Task description → Using the entries below, say how many of the lines carry "apartment". Write the number alone.

[Collected data]
-=-=-

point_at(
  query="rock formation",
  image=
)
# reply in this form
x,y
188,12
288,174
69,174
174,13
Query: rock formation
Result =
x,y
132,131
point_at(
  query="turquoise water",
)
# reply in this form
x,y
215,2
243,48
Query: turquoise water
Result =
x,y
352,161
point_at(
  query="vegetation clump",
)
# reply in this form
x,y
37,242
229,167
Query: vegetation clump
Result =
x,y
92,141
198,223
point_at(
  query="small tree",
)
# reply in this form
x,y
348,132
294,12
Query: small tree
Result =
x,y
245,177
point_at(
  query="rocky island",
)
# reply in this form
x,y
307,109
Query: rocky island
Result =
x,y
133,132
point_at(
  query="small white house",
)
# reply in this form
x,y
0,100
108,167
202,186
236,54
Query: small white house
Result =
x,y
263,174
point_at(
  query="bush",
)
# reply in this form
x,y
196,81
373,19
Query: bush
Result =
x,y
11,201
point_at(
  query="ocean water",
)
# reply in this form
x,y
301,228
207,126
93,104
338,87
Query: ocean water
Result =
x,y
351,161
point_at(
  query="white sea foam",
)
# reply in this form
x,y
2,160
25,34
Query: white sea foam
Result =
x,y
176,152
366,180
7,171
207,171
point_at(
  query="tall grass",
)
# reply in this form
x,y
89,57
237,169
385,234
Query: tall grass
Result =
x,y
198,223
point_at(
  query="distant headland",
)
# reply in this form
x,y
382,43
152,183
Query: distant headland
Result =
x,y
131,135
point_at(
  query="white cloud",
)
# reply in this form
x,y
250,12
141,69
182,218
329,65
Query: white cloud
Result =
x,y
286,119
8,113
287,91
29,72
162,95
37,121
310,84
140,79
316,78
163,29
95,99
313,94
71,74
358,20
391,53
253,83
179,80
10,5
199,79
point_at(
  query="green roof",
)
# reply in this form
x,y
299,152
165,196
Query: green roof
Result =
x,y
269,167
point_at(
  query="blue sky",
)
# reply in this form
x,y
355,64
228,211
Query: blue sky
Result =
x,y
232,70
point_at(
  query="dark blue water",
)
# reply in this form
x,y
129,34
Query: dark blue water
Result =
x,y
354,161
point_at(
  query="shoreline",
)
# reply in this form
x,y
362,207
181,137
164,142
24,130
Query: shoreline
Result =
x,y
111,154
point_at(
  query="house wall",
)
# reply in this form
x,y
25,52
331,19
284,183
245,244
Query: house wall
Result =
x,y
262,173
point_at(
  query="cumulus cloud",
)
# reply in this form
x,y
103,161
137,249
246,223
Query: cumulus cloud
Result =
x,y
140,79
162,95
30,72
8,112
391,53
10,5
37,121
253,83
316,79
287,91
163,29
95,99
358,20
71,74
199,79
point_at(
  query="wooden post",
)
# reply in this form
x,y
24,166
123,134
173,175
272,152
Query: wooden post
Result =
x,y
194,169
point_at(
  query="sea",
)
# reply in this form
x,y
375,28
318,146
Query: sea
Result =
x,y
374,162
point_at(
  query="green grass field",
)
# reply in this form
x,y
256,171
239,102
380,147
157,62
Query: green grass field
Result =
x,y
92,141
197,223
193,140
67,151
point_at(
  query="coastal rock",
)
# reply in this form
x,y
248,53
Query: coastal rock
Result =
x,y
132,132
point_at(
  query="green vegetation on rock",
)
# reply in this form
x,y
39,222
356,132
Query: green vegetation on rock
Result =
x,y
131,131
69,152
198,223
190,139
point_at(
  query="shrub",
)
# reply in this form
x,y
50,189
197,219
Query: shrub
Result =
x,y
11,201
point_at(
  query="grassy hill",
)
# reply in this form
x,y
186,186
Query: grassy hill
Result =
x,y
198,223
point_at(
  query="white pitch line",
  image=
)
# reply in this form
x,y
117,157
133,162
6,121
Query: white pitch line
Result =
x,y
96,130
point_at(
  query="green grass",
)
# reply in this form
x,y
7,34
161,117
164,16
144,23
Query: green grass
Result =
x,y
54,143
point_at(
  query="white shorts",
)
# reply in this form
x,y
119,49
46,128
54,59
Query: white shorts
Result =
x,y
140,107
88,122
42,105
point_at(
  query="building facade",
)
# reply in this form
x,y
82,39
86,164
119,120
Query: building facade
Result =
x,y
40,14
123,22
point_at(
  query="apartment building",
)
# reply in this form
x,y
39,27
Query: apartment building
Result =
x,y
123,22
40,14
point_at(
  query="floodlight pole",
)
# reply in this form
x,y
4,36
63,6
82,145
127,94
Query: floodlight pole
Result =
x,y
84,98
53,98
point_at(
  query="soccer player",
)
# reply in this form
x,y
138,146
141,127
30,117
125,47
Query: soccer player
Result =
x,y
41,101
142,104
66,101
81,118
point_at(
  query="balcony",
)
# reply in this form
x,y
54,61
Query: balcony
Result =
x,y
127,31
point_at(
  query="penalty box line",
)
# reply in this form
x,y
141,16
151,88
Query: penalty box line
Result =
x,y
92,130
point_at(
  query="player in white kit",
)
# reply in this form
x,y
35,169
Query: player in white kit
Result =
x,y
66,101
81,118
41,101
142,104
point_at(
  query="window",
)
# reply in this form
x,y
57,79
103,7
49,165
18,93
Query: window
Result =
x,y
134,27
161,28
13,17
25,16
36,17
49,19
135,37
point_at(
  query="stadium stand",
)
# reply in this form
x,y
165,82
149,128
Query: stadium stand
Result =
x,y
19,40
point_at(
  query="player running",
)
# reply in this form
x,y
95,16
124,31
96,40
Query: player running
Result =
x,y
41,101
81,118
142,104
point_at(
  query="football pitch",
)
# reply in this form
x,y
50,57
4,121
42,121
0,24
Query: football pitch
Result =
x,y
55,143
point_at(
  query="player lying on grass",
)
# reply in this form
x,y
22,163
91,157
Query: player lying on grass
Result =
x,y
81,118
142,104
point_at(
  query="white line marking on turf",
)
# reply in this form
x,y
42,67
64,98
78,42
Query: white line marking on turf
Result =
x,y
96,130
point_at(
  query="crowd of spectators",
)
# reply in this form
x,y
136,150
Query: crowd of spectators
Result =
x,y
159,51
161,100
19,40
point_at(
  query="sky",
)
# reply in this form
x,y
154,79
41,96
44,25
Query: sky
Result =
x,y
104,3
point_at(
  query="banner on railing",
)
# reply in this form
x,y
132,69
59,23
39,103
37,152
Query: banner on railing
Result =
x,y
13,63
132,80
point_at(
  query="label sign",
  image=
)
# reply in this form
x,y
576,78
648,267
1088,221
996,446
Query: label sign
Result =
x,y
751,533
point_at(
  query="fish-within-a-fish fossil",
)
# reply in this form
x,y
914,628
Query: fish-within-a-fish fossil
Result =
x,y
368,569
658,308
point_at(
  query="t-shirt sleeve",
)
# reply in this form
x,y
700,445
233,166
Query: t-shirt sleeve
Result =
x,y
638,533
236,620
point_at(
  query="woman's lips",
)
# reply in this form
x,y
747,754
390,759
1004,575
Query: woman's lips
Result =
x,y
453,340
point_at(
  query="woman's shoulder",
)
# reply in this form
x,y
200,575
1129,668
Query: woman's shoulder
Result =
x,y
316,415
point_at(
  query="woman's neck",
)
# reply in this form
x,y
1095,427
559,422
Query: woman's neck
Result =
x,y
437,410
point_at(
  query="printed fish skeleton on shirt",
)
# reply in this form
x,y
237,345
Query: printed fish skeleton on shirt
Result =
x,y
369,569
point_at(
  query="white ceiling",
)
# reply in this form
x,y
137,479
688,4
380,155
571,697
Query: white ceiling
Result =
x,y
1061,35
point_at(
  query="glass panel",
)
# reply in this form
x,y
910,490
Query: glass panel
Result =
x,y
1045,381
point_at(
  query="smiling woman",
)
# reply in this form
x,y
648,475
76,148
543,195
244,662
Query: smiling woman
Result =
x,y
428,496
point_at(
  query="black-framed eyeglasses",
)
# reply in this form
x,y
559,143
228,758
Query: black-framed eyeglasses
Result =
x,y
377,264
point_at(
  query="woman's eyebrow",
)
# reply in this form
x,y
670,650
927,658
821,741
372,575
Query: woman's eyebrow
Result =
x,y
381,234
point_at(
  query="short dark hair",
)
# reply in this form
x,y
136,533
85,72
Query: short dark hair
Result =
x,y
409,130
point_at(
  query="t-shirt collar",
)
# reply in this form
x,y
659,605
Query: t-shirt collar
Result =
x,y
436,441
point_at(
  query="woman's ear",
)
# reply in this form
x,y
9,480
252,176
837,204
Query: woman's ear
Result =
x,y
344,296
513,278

-=-=-

Output for this exercise → 2